About this task>
What is needed is an exact copy of the records below, minus any pictures.

Record excerpts>
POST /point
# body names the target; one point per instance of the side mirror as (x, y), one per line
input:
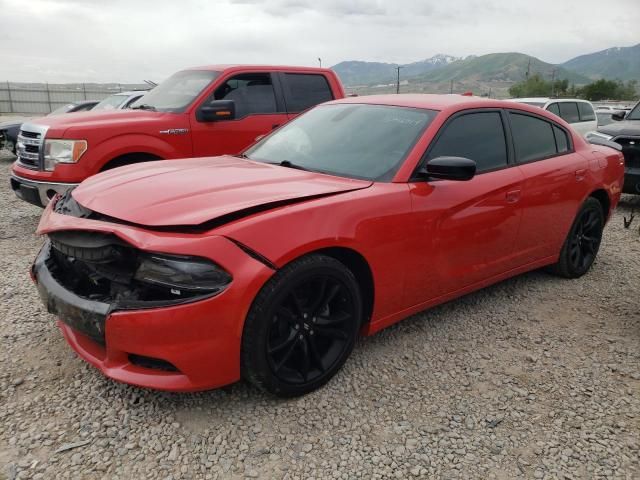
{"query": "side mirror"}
(449, 168)
(618, 116)
(216, 110)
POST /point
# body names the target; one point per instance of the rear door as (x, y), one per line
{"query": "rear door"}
(467, 229)
(304, 90)
(259, 109)
(554, 184)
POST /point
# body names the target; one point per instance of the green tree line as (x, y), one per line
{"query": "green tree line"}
(536, 86)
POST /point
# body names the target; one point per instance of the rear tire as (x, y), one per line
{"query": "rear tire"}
(583, 241)
(301, 327)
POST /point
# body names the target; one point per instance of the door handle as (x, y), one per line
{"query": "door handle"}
(512, 196)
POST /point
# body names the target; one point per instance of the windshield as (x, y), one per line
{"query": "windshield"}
(111, 103)
(635, 113)
(351, 140)
(178, 91)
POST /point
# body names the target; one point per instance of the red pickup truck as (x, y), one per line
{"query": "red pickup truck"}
(202, 111)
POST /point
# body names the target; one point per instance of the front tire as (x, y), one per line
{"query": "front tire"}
(583, 241)
(301, 327)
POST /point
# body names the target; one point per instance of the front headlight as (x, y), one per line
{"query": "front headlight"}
(599, 135)
(182, 275)
(62, 151)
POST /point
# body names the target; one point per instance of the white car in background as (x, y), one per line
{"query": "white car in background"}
(580, 114)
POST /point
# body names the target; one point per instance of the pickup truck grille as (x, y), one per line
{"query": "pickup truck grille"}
(29, 146)
(630, 150)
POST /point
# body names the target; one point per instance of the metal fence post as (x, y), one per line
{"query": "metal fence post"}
(49, 98)
(10, 99)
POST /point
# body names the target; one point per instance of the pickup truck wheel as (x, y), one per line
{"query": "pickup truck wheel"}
(301, 327)
(581, 245)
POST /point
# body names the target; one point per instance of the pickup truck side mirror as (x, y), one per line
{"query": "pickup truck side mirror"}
(618, 116)
(216, 110)
(449, 168)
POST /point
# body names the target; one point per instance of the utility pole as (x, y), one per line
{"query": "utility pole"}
(398, 80)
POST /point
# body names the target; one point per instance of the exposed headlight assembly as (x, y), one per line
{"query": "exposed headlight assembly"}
(62, 151)
(184, 276)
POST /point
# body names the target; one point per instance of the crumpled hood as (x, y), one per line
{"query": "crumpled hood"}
(625, 127)
(195, 191)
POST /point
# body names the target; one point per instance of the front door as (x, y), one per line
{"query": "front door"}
(465, 230)
(259, 109)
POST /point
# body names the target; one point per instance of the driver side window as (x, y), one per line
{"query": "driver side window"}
(478, 136)
(252, 93)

Exercise response>
POST /point
# body names the target; one point per instance of the side mirror as (x, y), one per line
input:
{"query": "side mirror"}
(449, 168)
(618, 116)
(216, 110)
POST /point
# body names the target; one point per instance of the rear door as (x, y), one per line
{"query": "rear door"}
(467, 229)
(304, 90)
(259, 109)
(554, 184)
POST /point
# body names the target; one point per instance of the green tree line as (x, y), one per line
{"query": "green tree line"}
(536, 86)
POST /point
# body names the target; one point per instance of the rear tire as (x, y), one per line
{"query": "rear tire"}
(583, 241)
(301, 327)
POST /point
# body names the target; one point per instance of the door handle as (x, y), one per line
{"query": "door handle"}
(512, 196)
POST /point
# body names the target; one point per instance of the windshield as (x, y), one per line
{"query": "windshield"}
(111, 103)
(635, 113)
(351, 140)
(178, 91)
POST /point
# body names the target; one point per instance of the red pickup truck as (x, y), one per line
{"query": "red pickup truck"}
(202, 111)
POST /point
# body names the target; one point per instance of the front tire as (x, y), one per line
{"query": "front tire"}
(583, 241)
(301, 327)
POST /point
# body names the target; one point per instance of the front headlight as (x, y), one per line
{"query": "front headlight"}
(599, 135)
(182, 275)
(62, 151)
POST /point
# body names the target; one point per instance of the white car in background as (x, y), one per line
{"query": "white car in background"}
(580, 114)
POST /point
# body names the target; one point per instance of the pickup truck grille as (x, y), one per line
{"query": "pickup truck grille"}
(29, 146)
(630, 150)
POST /point
# body names the target; one point per instance of the metal fence post as (x, y), one per line
{"query": "metal fence post"}
(49, 98)
(10, 99)
POST /point
# body names the target; one point per instance of the pickup truck wheel as (x, y), one per line
{"query": "pickup truck wheel"}
(301, 327)
(581, 245)
POST /point
# body names the target; one point per instance of the pickup truck side mirror as (x, y), one per line
{"query": "pickup truck side mirror"}
(618, 116)
(216, 110)
(449, 168)
POST /point
# body names the target; one point per instance of the utility pole as (x, y), one per line
{"query": "utility pole"}
(398, 80)
POST /point
# body names the target; one point per instance of the exposed headlight assembly as (x, y), one per line
{"query": "exposed headlight assembly"}
(62, 151)
(184, 276)
POST /point
# body names the target; one point per instance of the crumpled hood as (x, y), one per line
{"query": "crumpled hood"}
(625, 127)
(195, 191)
POST /point
# body names the target; one point per instance of the front door as (x, y), one per line
{"query": "front door"}
(465, 230)
(259, 109)
POST /point
# body names the target; one point per instance of the driver side window as (x, y), one per line
{"query": "driver side window"}
(478, 136)
(252, 93)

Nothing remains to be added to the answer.